Please count the lines of the material below that contain the word "black" and give only that number.
— start —
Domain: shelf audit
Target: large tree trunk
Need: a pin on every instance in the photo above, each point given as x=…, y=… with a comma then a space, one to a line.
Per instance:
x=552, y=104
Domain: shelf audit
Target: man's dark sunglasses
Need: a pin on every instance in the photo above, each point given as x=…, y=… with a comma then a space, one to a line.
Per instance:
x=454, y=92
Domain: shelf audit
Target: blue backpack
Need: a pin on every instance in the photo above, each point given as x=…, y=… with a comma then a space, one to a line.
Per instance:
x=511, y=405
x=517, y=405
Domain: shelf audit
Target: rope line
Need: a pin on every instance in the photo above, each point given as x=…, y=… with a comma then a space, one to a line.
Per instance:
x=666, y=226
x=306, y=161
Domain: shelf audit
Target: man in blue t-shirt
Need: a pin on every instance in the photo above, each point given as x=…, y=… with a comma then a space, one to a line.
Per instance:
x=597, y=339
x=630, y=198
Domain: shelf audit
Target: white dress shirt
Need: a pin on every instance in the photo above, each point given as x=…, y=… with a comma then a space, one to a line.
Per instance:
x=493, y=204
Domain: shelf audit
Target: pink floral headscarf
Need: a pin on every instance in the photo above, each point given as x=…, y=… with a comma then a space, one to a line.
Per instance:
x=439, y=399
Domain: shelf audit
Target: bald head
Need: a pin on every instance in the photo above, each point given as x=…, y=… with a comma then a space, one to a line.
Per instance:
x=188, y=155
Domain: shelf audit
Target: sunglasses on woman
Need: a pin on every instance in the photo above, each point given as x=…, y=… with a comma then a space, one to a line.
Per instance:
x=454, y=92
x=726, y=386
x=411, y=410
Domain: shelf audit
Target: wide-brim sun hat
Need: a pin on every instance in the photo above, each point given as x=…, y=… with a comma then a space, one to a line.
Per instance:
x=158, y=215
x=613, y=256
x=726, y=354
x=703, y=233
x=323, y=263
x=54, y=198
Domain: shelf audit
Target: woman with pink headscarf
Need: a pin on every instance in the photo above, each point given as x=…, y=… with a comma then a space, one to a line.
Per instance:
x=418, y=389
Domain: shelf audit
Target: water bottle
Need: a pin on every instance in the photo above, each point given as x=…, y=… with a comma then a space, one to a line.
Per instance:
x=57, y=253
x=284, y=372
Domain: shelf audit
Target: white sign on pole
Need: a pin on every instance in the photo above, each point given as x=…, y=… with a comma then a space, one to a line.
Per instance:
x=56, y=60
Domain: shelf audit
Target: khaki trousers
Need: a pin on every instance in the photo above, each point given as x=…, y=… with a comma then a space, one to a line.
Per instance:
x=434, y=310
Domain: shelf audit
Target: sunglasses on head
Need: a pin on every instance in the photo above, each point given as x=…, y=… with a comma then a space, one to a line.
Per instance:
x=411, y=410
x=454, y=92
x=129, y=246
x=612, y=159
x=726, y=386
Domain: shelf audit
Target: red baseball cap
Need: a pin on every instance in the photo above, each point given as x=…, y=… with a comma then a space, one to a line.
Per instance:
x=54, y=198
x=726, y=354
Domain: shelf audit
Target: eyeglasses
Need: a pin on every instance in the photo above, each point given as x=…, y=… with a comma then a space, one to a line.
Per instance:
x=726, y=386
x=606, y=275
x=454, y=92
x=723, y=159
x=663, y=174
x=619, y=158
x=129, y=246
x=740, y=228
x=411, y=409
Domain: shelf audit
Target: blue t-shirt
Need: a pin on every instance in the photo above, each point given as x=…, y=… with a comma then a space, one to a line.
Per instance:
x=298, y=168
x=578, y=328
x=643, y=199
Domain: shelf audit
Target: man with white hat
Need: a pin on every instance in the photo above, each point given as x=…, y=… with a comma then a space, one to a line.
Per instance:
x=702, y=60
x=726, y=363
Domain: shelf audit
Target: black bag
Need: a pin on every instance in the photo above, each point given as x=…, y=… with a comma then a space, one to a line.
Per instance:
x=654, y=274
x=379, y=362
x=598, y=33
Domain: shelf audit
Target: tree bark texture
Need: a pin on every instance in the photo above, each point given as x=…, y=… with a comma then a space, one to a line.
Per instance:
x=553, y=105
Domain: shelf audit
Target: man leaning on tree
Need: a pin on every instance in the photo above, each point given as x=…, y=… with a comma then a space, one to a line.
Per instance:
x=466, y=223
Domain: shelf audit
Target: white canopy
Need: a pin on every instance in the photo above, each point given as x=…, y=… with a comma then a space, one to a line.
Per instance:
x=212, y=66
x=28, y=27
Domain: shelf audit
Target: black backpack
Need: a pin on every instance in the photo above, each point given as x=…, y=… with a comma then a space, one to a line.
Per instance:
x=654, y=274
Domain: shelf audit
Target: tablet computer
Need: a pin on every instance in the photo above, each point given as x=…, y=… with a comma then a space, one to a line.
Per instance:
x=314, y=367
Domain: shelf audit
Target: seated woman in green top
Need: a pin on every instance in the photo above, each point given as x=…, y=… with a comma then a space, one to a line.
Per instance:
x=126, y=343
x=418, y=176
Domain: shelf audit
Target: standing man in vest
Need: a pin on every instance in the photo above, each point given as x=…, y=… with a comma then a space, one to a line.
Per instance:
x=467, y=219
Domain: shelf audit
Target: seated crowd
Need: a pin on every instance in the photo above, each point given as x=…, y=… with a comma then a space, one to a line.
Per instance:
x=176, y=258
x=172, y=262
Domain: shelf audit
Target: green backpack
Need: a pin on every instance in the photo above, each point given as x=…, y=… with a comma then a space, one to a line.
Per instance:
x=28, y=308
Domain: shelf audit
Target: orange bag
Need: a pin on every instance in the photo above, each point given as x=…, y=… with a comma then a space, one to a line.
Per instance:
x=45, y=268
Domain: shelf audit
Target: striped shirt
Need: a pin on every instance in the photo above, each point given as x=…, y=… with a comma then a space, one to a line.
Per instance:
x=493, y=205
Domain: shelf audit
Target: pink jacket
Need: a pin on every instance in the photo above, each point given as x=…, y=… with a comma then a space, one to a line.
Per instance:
— end —
▸ **WRITTEN RESPONSE**:
2